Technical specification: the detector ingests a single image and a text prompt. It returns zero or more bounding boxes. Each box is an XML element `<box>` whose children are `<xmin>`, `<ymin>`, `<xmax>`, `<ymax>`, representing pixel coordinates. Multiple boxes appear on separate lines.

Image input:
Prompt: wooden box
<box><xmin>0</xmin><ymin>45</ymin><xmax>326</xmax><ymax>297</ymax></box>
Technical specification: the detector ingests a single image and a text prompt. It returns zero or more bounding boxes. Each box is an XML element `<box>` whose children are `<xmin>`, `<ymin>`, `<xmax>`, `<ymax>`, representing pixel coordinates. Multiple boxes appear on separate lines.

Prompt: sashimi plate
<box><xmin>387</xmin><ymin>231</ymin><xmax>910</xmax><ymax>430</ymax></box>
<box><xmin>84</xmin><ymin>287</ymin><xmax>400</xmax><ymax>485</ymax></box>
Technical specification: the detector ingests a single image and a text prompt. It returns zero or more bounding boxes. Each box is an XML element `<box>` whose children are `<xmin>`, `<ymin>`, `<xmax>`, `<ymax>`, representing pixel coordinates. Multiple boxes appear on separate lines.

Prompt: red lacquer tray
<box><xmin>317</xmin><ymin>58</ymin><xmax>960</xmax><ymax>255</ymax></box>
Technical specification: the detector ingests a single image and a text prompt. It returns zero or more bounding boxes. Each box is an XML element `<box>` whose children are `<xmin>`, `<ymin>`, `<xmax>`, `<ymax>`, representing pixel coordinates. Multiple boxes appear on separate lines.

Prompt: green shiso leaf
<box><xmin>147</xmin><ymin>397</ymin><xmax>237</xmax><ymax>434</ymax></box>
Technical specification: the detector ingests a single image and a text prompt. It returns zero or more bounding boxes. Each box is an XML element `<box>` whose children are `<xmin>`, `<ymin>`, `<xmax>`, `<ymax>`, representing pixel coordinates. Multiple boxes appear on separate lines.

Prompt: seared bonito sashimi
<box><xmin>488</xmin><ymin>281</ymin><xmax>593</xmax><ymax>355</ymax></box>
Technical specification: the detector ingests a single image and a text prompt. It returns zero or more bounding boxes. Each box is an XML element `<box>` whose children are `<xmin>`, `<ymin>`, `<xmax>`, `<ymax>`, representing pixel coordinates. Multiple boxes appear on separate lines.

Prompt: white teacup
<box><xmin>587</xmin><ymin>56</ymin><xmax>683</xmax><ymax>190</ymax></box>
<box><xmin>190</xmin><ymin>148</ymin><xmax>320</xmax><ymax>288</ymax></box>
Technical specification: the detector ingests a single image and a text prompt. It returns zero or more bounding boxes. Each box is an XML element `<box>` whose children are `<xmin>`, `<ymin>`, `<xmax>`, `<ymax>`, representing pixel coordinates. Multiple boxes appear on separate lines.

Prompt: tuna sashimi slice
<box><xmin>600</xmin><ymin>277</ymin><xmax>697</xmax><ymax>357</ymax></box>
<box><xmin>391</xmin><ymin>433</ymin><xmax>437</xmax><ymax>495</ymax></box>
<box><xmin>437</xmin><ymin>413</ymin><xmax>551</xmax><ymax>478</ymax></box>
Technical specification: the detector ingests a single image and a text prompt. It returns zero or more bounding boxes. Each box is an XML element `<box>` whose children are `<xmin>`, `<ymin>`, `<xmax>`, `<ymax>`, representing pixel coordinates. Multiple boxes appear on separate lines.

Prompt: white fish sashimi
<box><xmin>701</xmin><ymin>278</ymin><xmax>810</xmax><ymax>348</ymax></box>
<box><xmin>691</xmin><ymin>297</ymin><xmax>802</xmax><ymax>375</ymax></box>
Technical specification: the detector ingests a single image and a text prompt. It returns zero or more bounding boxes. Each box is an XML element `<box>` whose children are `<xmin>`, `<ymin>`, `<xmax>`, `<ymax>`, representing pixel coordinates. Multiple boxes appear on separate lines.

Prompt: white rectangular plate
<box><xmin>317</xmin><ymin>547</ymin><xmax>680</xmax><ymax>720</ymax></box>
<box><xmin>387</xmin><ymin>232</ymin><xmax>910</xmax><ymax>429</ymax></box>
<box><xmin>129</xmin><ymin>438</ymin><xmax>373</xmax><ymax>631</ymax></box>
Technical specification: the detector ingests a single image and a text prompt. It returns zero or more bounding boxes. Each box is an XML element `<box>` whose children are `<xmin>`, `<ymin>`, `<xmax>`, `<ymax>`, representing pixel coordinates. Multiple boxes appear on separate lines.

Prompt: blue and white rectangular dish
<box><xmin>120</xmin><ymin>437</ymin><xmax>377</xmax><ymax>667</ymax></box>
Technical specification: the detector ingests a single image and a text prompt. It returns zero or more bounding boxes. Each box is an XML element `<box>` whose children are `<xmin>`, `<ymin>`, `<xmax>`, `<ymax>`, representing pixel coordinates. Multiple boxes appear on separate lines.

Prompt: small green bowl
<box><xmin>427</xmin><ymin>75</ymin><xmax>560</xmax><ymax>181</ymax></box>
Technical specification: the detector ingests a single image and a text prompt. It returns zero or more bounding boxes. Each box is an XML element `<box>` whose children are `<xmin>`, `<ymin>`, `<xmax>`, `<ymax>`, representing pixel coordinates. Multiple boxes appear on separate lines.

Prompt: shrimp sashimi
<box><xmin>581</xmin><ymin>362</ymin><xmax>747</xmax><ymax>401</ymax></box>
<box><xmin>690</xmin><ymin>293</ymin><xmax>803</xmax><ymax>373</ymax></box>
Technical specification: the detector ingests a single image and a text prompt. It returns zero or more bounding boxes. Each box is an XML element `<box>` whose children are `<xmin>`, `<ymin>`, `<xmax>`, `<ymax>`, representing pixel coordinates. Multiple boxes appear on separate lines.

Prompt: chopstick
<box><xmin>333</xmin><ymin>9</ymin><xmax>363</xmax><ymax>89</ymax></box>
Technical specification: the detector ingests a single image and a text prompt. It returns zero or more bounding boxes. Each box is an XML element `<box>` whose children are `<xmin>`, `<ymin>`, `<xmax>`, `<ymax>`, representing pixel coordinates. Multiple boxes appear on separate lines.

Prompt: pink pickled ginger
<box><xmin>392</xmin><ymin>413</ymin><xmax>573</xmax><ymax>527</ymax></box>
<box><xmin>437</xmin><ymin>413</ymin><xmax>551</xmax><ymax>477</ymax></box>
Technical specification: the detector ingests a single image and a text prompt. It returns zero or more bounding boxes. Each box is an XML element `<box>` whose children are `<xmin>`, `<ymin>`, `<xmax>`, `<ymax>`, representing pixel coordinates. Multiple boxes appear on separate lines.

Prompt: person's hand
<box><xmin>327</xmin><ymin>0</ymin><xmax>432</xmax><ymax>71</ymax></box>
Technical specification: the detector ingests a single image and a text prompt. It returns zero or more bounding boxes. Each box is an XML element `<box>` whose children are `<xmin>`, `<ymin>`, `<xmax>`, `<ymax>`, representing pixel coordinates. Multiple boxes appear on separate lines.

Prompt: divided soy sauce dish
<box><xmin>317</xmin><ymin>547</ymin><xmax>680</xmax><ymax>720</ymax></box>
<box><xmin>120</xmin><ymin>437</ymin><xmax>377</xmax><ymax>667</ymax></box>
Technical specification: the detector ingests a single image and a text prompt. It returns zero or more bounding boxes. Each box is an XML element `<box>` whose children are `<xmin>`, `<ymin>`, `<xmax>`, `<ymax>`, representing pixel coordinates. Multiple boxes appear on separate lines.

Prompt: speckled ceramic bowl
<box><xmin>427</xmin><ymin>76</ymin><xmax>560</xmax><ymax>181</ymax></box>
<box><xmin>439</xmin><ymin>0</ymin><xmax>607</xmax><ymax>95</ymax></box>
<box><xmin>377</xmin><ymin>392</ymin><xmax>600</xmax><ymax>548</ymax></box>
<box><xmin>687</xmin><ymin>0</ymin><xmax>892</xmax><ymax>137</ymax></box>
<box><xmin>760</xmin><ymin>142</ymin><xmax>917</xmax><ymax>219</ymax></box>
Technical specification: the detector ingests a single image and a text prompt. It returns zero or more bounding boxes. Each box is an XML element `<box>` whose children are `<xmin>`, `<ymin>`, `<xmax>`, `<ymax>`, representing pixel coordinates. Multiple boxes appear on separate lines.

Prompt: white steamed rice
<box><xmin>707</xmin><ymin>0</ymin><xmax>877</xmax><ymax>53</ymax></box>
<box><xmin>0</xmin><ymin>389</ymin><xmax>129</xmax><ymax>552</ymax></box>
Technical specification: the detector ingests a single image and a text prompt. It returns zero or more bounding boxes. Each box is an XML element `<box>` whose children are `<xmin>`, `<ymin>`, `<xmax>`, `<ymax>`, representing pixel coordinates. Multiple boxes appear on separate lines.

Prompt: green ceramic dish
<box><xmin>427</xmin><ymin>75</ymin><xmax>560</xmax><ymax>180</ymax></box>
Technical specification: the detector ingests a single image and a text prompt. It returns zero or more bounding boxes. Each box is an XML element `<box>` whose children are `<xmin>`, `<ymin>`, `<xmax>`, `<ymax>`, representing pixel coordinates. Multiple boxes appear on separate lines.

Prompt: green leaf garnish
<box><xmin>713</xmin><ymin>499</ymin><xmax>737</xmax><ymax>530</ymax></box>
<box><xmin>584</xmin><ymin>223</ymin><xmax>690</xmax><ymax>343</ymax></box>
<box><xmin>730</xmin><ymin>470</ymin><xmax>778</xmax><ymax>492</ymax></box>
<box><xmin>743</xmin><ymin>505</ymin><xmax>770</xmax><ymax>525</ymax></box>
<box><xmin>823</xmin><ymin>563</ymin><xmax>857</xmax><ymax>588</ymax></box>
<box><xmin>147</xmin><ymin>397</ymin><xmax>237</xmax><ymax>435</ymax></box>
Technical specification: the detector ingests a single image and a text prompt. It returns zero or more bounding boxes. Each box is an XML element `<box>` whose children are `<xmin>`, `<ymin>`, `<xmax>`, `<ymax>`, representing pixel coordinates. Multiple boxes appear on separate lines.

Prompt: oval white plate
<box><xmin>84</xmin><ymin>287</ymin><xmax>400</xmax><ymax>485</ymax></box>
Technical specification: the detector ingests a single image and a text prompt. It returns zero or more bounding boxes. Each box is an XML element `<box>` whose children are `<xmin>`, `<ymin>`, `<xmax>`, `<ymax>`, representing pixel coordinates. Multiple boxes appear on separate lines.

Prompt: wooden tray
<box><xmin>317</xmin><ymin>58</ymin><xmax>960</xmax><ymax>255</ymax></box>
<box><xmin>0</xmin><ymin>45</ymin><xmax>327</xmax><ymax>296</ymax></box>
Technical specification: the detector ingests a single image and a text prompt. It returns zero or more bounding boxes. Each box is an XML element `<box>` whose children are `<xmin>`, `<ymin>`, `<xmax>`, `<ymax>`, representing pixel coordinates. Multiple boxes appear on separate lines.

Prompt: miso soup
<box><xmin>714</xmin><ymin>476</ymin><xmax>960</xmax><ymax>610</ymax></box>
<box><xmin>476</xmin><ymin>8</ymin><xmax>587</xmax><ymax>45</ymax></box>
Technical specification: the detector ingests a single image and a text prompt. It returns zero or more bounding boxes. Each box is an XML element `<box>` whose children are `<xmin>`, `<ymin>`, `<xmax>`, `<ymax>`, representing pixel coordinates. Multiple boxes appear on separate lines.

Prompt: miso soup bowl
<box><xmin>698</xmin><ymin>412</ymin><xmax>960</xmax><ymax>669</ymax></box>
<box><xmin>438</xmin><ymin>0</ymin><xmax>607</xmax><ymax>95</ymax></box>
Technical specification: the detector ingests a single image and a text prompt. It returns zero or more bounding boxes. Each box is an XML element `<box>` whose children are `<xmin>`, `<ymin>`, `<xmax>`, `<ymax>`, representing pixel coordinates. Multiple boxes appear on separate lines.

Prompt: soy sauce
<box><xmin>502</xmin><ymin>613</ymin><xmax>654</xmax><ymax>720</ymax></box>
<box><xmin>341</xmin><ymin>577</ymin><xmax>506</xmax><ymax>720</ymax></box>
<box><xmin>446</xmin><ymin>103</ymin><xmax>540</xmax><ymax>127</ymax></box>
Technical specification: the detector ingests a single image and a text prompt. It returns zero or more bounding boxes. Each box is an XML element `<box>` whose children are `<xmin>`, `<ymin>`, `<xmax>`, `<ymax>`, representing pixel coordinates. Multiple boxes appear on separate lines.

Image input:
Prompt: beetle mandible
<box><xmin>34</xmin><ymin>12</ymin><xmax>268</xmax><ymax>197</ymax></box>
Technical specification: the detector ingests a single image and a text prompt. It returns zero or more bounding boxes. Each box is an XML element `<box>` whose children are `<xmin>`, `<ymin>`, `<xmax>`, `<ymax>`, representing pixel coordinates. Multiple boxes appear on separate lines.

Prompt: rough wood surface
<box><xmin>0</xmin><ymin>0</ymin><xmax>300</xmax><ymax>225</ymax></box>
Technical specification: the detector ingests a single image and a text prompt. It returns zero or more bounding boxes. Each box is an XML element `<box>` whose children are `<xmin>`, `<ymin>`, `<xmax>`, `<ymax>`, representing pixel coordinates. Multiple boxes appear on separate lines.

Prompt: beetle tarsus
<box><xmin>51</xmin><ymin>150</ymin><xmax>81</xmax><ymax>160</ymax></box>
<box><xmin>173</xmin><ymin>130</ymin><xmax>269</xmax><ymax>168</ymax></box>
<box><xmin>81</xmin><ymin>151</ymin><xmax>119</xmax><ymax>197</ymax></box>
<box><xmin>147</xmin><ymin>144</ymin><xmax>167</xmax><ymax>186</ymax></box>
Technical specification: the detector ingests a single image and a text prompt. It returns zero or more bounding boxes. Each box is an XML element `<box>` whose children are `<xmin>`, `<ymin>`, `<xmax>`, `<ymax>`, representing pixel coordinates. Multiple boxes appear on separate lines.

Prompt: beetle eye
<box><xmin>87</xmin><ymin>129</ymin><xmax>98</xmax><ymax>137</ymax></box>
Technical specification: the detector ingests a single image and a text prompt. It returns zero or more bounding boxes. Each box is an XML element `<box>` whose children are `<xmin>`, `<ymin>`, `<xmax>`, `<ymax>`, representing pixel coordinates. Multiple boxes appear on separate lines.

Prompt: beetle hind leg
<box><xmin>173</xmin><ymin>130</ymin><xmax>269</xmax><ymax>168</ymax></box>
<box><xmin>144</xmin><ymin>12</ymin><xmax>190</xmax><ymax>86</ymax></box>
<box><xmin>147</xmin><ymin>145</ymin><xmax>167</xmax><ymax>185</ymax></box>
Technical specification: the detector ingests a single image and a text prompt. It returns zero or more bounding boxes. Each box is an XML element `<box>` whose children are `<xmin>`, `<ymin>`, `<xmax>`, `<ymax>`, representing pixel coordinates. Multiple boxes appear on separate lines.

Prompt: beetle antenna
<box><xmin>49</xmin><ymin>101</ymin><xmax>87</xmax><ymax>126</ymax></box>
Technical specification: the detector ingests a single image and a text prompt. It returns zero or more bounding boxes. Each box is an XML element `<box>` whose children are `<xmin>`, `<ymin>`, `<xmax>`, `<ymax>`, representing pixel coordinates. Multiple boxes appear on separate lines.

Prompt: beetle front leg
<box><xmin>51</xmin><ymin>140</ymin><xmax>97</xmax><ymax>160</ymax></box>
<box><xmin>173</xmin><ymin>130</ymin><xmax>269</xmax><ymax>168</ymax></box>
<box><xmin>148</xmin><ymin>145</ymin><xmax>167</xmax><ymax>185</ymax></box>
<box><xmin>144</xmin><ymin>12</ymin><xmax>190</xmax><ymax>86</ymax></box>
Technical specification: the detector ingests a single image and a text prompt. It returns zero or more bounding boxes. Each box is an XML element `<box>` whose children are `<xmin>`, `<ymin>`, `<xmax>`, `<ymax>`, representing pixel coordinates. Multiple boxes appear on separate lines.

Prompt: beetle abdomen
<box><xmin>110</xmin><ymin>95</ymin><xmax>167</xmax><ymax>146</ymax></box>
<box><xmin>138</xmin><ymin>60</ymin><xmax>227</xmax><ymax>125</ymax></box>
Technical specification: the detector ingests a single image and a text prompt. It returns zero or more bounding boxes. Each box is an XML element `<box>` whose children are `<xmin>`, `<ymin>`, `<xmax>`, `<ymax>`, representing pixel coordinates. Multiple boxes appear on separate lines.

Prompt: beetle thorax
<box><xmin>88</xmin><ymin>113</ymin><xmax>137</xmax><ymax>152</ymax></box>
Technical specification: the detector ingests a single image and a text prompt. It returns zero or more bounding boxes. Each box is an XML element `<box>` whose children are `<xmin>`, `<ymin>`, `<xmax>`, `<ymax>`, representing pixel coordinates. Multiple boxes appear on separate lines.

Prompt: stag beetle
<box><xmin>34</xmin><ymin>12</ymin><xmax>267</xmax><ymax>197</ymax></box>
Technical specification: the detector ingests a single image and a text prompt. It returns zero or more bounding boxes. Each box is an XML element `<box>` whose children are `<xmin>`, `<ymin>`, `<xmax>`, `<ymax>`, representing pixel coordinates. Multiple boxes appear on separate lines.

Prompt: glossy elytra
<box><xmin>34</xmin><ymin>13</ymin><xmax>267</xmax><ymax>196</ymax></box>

Ziel der Aufgabe » Such aus den Zeilen oben alle heraus, die das Wort „soup“ enthalten, und schreib sie ab.

Ergebnis »
Prompt: miso soup
Prompt: miso soup bowl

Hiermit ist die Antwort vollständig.